====== Record list ======
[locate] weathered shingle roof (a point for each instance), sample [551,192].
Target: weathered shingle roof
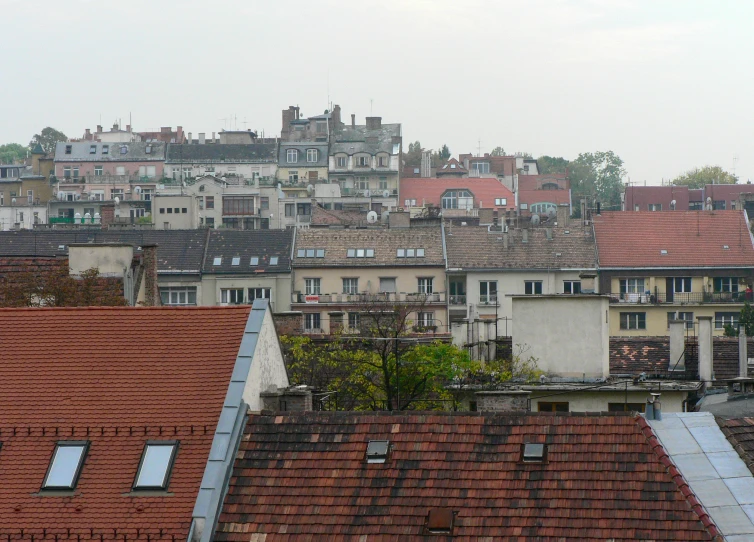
[304,476]
[691,239]
[243,244]
[177,250]
[116,377]
[474,247]
[234,153]
[385,243]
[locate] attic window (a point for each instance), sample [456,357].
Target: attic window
[377,451]
[534,453]
[155,465]
[66,464]
[439,521]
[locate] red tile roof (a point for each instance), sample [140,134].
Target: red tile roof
[304,476]
[485,191]
[691,238]
[116,377]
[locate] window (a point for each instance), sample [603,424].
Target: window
[172,295]
[625,407]
[633,320]
[457,199]
[725,284]
[65,467]
[312,321]
[480,167]
[533,287]
[571,286]
[387,285]
[312,286]
[425,285]
[350,285]
[231,296]
[546,406]
[487,291]
[155,465]
[723,319]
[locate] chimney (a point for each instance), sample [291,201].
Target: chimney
[743,355]
[374,123]
[705,349]
[677,361]
[506,400]
[151,291]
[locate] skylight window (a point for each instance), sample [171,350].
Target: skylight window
[155,465]
[377,451]
[66,464]
[534,452]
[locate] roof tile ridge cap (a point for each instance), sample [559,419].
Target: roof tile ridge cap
[683,486]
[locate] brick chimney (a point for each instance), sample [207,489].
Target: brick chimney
[151,291]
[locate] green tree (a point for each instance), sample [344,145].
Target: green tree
[12,153]
[47,139]
[699,177]
[551,164]
[599,175]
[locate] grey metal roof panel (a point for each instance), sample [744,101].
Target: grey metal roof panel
[244,244]
[235,153]
[81,151]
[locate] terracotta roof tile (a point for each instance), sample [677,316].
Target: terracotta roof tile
[116,377]
[691,238]
[301,476]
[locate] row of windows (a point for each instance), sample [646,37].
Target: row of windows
[152,473]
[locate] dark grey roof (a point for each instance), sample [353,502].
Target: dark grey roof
[235,153]
[245,244]
[322,160]
[177,250]
[136,152]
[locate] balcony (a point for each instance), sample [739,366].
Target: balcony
[678,298]
[387,297]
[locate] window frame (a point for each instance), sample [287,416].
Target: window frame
[79,467]
[168,472]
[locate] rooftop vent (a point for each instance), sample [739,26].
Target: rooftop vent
[534,453]
[377,451]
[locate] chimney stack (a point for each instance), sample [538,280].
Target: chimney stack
[705,349]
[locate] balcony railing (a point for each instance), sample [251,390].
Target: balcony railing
[681,298]
[387,297]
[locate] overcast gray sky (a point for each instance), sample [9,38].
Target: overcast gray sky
[667,85]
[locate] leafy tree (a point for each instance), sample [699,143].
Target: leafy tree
[12,153]
[699,177]
[47,139]
[552,164]
[600,175]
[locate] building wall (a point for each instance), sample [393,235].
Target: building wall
[568,335]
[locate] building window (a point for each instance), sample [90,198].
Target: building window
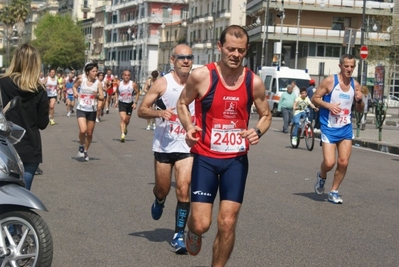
[340,23]
[328,50]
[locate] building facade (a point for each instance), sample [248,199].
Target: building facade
[312,35]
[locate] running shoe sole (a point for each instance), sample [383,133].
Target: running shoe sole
[318,190]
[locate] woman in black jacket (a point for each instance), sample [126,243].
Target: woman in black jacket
[22,79]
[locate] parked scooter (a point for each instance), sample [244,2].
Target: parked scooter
[25,239]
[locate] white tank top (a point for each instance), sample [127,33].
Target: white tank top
[337,95]
[51,87]
[125,92]
[87,96]
[169,135]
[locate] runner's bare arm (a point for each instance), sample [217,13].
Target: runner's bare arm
[100,92]
[77,83]
[196,86]
[359,106]
[263,109]
[136,89]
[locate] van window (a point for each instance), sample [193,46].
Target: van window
[283,82]
[267,81]
[274,86]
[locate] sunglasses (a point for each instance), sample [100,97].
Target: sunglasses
[184,57]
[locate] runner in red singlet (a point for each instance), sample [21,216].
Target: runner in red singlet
[223,92]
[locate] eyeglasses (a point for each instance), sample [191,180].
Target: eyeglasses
[184,57]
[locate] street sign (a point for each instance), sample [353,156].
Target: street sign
[364,52]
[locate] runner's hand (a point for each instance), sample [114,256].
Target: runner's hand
[192,135]
[251,135]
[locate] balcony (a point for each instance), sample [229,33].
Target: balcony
[97,24]
[85,8]
[341,6]
[324,35]
[134,63]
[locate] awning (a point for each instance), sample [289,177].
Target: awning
[370,82]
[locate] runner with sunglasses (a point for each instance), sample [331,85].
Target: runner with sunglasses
[169,146]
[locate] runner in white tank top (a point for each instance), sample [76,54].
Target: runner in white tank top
[51,86]
[169,135]
[128,96]
[86,109]
[335,97]
[170,149]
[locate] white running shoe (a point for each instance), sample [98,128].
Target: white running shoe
[333,197]
[294,140]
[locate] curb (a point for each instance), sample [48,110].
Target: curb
[374,145]
[379,146]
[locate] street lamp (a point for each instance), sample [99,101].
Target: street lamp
[297,32]
[264,37]
[281,15]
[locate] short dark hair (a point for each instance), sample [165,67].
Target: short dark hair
[235,30]
[154,74]
[89,66]
[346,56]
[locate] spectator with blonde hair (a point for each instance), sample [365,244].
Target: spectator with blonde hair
[22,79]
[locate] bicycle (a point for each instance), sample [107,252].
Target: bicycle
[305,131]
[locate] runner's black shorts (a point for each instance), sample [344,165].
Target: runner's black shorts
[170,158]
[126,107]
[89,115]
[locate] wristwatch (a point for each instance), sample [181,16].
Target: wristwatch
[258,132]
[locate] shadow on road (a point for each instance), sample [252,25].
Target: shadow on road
[157,235]
[313,196]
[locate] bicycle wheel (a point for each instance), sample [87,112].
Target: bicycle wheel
[297,140]
[309,136]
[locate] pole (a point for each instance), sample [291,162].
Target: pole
[281,33]
[263,61]
[361,61]
[297,34]
[213,31]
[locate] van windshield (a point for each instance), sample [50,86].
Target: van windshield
[283,82]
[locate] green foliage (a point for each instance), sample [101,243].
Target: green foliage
[60,42]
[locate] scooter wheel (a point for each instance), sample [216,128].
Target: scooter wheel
[26,237]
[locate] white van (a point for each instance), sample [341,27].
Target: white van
[276,80]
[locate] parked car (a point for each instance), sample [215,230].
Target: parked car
[392,101]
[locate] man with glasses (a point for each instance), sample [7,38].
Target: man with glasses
[223,92]
[169,146]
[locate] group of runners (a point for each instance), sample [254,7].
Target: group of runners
[201,132]
[95,93]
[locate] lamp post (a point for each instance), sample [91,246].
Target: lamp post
[264,40]
[281,16]
[297,33]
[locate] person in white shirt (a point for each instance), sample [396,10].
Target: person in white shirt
[127,96]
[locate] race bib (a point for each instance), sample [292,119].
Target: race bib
[341,119]
[126,97]
[176,130]
[225,136]
[87,100]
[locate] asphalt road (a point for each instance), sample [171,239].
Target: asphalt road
[99,211]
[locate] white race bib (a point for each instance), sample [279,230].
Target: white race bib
[225,136]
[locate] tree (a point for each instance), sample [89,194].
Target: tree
[20,10]
[60,42]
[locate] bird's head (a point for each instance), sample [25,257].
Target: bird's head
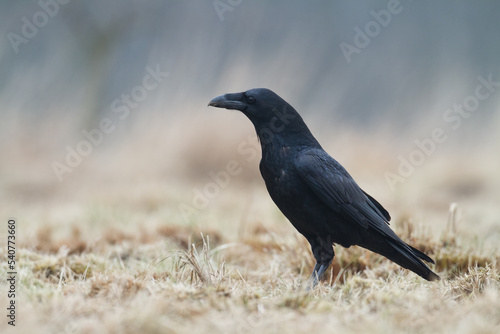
[272,116]
[260,105]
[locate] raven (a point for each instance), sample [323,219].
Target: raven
[314,191]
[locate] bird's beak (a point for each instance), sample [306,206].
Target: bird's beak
[227,101]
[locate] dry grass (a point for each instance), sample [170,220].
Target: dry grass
[111,253]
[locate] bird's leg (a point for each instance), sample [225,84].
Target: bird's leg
[323,253]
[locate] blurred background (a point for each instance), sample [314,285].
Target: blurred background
[369,77]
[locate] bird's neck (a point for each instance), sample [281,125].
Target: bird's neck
[293,135]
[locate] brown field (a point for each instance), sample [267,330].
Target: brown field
[109,251]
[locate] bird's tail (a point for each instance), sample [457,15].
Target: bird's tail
[406,256]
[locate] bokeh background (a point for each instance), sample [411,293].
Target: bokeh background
[63,76]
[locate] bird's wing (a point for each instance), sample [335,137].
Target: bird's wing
[338,190]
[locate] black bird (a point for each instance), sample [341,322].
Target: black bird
[314,191]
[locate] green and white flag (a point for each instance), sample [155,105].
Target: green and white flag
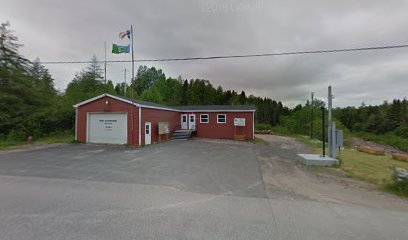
[118,49]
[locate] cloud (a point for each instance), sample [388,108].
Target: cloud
[75,30]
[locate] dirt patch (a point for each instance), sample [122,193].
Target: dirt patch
[286,178]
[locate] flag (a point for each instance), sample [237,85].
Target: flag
[124,34]
[117,49]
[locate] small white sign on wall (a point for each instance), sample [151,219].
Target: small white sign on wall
[239,121]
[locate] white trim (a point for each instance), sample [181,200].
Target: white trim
[153,107]
[225,118]
[76,124]
[197,111]
[140,126]
[208,118]
[150,132]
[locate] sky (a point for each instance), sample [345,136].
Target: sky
[55,30]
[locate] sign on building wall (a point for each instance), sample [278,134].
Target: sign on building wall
[164,128]
[239,121]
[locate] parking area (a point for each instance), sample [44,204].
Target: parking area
[200,166]
[197,189]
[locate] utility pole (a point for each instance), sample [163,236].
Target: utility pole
[105,62]
[323,133]
[329,122]
[124,86]
[311,116]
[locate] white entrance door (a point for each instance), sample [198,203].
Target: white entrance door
[184,121]
[191,124]
[148,133]
[107,128]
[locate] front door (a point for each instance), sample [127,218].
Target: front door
[191,124]
[184,121]
[148,133]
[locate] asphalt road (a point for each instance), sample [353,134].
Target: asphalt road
[195,189]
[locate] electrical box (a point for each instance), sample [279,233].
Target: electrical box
[339,138]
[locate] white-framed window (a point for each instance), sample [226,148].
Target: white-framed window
[221,118]
[204,118]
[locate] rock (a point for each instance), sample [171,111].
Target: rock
[400,157]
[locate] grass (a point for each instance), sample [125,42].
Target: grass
[359,165]
[260,141]
[370,168]
[64,137]
[387,139]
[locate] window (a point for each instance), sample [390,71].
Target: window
[203,118]
[221,118]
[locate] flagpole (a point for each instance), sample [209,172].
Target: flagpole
[133,79]
[105,62]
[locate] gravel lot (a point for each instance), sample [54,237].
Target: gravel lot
[198,189]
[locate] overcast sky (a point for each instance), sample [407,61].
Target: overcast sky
[61,30]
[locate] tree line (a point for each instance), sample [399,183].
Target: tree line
[31,106]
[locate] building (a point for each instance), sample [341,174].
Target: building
[117,120]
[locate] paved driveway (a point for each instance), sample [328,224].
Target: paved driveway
[213,167]
[197,189]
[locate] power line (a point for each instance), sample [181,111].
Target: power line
[237,56]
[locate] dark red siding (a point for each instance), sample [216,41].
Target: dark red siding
[112,106]
[206,130]
[227,130]
[155,116]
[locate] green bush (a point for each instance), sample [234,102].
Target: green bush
[399,180]
[17,135]
[402,131]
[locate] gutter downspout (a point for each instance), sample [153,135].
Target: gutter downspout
[140,126]
[76,123]
[253,125]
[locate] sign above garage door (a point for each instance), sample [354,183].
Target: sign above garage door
[108,128]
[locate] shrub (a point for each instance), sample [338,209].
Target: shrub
[402,131]
[17,135]
[400,180]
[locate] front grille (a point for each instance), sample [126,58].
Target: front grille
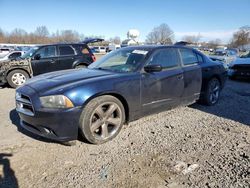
[243,68]
[24,105]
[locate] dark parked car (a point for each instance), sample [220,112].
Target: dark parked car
[240,67]
[123,86]
[47,58]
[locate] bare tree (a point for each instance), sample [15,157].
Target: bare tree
[69,36]
[2,36]
[241,37]
[42,31]
[194,39]
[115,40]
[160,35]
[42,34]
[214,43]
[18,36]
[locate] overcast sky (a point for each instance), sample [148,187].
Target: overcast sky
[109,18]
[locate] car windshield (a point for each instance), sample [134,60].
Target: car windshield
[123,60]
[29,53]
[246,55]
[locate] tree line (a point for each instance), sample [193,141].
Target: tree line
[161,34]
[41,35]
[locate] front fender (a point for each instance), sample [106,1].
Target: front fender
[128,89]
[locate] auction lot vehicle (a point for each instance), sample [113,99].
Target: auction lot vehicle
[12,56]
[46,58]
[240,67]
[123,86]
[4,51]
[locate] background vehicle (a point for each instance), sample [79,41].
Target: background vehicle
[240,67]
[99,49]
[113,47]
[122,86]
[227,56]
[4,51]
[12,56]
[47,58]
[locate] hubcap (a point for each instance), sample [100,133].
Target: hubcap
[18,79]
[105,120]
[214,91]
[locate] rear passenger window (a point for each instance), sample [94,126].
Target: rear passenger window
[200,59]
[167,58]
[188,57]
[66,50]
[81,49]
[47,52]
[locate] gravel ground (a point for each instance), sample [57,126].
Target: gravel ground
[194,146]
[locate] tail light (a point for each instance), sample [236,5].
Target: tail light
[93,57]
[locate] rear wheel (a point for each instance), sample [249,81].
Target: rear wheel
[212,92]
[102,119]
[17,78]
[81,66]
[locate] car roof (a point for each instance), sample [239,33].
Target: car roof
[155,47]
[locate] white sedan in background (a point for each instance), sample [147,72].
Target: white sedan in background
[12,55]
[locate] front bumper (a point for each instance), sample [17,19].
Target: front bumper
[238,73]
[55,124]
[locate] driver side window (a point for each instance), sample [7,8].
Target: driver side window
[46,52]
[167,58]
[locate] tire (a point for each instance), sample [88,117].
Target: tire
[232,77]
[102,119]
[81,66]
[212,92]
[17,78]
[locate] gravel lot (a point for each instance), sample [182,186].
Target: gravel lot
[194,146]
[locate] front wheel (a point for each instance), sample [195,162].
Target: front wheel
[212,92]
[102,119]
[17,78]
[81,66]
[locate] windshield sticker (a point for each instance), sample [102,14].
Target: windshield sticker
[143,52]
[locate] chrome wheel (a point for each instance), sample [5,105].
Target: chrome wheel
[105,120]
[214,91]
[18,79]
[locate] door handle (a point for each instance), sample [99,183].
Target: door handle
[52,61]
[207,69]
[180,77]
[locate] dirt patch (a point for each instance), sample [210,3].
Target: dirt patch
[194,146]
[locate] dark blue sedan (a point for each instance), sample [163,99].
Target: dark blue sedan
[121,87]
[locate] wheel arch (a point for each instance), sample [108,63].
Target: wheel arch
[116,95]
[17,68]
[76,63]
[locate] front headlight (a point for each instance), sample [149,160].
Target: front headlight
[56,101]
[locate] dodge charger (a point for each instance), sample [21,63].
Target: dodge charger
[123,86]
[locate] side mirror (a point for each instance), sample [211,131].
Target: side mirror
[37,57]
[153,68]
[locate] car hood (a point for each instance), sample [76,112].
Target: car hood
[61,80]
[241,61]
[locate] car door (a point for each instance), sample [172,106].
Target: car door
[44,60]
[192,75]
[14,55]
[66,56]
[162,90]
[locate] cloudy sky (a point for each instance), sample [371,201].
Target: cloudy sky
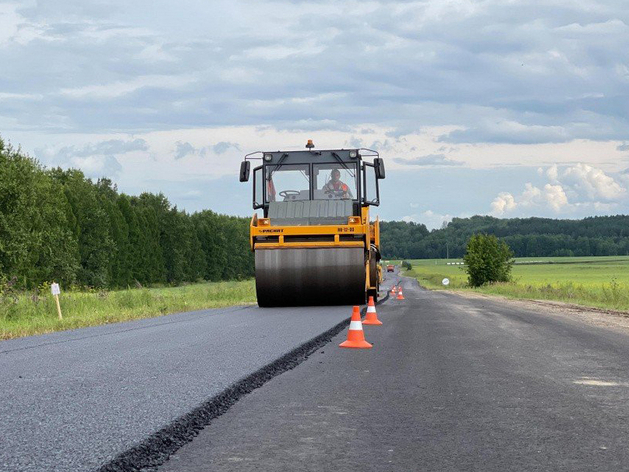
[501,107]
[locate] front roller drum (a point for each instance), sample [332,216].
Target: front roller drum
[310,276]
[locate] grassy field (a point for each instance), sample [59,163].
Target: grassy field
[601,282]
[25,314]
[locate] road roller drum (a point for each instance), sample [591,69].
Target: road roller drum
[314,243]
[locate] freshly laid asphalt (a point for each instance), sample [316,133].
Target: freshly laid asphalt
[451,384]
[75,400]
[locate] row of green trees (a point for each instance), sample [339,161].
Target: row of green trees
[527,237]
[59,225]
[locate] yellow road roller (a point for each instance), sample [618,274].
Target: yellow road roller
[313,242]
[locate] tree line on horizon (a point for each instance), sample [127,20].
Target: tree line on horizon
[58,225]
[527,237]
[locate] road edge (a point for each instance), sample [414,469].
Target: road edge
[159,446]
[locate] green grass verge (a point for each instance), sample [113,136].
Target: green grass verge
[26,314]
[601,282]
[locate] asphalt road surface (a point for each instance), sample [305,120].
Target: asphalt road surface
[74,400]
[450,384]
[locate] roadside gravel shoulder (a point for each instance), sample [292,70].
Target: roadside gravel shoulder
[616,320]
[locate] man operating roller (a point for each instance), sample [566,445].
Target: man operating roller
[336,187]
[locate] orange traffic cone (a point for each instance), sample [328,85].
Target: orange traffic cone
[355,335]
[372,316]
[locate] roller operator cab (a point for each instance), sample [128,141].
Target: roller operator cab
[314,244]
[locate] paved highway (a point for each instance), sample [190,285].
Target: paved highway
[451,384]
[75,400]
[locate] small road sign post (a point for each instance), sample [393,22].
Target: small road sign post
[56,291]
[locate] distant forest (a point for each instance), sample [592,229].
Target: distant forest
[58,225]
[527,237]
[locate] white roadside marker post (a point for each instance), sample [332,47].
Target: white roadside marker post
[56,291]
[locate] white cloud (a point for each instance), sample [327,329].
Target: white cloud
[589,187]
[429,218]
[118,89]
[593,182]
[503,203]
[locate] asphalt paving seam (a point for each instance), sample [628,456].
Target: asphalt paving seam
[157,448]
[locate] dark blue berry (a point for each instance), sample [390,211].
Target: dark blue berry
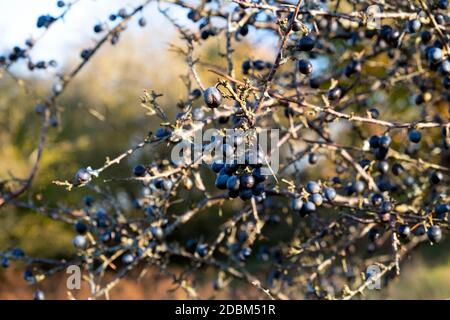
[434,234]
[414,136]
[312,187]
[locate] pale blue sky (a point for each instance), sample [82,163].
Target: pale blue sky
[66,38]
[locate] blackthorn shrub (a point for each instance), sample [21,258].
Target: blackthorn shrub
[360,103]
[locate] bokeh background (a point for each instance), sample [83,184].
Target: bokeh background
[101,116]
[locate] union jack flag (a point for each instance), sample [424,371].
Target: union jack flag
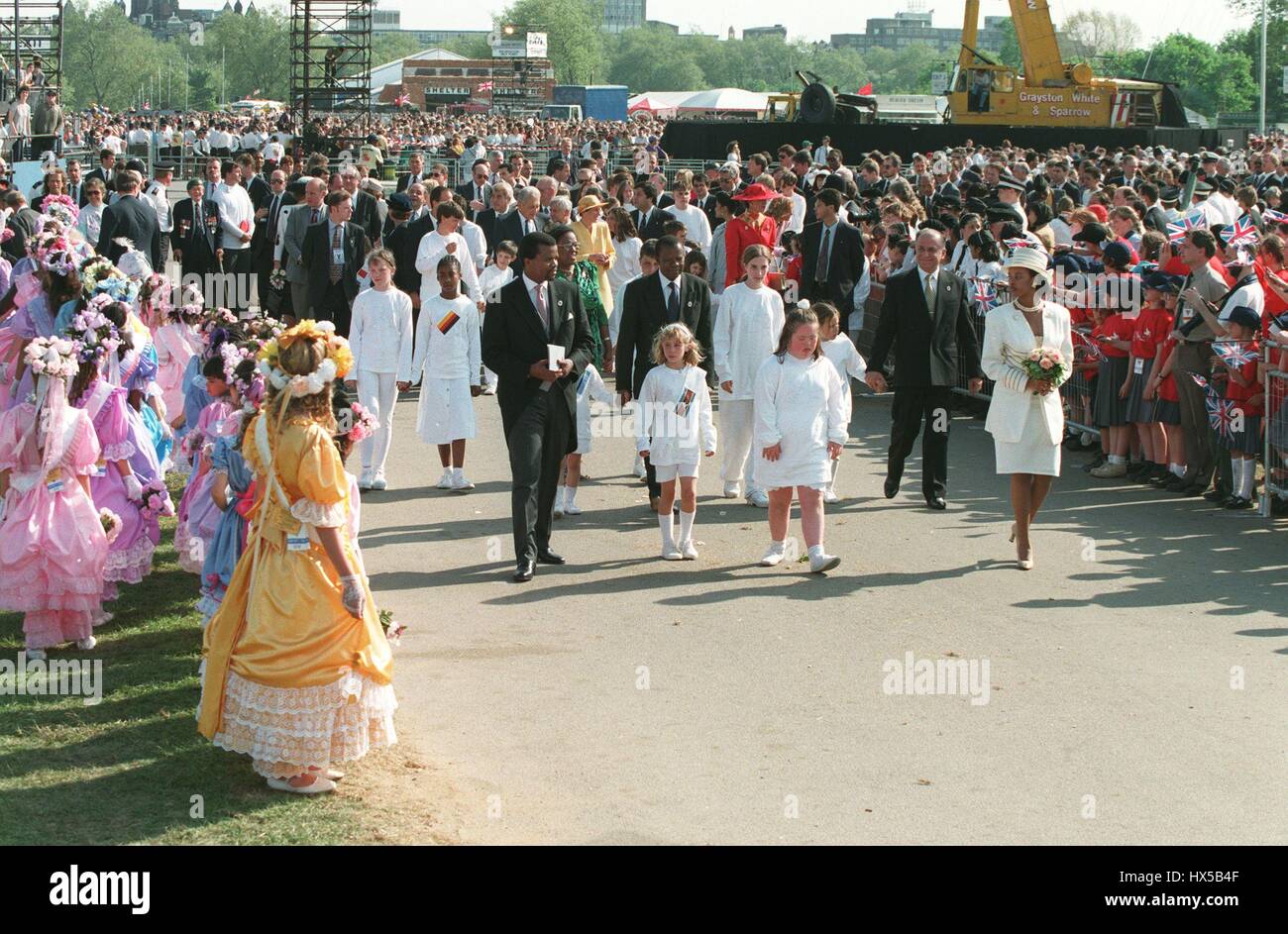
[1234,354]
[986,294]
[1220,411]
[1243,232]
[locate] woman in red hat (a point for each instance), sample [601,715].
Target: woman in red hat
[752,227]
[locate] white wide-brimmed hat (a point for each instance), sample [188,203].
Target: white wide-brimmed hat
[1028,258]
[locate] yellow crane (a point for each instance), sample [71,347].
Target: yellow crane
[1050,91]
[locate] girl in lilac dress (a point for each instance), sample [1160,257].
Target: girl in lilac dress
[53,547]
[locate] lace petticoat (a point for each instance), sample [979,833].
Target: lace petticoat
[286,731]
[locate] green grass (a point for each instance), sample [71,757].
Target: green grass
[125,771]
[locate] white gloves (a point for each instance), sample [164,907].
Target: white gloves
[355,598]
[133,488]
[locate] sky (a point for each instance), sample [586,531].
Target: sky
[819,18]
======
== Written exercise ==
Return, word for word, every line from the line with "[locate] white wide-brimmed" to the final line of the data.

== Complete output ==
[locate] white wide-brimmed hat (a point for each instance), sample [188,203].
Target: white wide-brimmed hat
[1028,258]
[locate] yellow crane (a point for each instance), sample [71,347].
Target: yellow crane
[1050,91]
[locate] girl in lilac dress (a point for each instance), sample [1160,257].
Target: girl in lilac dress
[53,547]
[locate] lace petticoat (a point for each instance), sample [979,833].
Target: lace petticoat
[286,731]
[locate] green grass (a point for each instance), sample [71,757].
Target: green grass
[125,771]
[locate] white gloves (a point for each instance), sample [164,907].
Target: white gloves
[355,598]
[133,488]
[locate] sky (a point for each instance), sample [586,531].
Target: sky
[819,18]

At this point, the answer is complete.